▶ Material to process
▬▬▬▬▬▬▬▬▬▬

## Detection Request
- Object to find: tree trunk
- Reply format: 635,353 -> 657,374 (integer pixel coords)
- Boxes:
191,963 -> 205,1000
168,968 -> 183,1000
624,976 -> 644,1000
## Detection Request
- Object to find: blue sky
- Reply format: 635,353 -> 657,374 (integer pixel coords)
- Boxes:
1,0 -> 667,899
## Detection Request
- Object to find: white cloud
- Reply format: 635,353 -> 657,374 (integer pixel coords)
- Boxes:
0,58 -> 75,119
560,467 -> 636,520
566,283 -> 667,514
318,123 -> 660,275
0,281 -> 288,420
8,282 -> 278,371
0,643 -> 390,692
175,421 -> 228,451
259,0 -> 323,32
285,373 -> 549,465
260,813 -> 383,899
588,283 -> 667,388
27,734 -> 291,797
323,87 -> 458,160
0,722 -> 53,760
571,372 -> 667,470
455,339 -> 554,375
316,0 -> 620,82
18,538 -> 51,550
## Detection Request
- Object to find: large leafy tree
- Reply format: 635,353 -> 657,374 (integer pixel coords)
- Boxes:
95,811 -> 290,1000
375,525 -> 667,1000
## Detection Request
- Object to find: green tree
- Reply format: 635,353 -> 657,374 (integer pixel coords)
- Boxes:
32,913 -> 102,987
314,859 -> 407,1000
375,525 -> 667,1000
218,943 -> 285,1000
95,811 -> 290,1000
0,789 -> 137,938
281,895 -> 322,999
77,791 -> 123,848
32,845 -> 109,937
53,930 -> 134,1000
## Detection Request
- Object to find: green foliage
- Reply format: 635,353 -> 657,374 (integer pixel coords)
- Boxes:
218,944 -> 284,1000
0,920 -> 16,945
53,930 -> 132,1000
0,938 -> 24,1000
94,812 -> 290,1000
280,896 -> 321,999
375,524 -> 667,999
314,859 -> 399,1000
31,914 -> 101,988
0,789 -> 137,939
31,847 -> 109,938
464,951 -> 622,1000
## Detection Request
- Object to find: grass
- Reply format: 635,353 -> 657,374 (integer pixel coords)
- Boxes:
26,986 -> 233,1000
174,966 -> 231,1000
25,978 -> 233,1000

▬▬▬▬▬▬▬▬▬▬

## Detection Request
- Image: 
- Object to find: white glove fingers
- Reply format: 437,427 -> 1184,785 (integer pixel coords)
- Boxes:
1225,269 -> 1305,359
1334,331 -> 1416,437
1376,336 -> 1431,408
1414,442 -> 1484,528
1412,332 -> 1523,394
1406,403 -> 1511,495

▬▬▬▬▬▬▬▬▬▬

▶ Your task
The answer must consist of each line in the entries above that includes "white".

▶ Answer to this task
- Object to find: white cloud
- Object to find: white glove fingers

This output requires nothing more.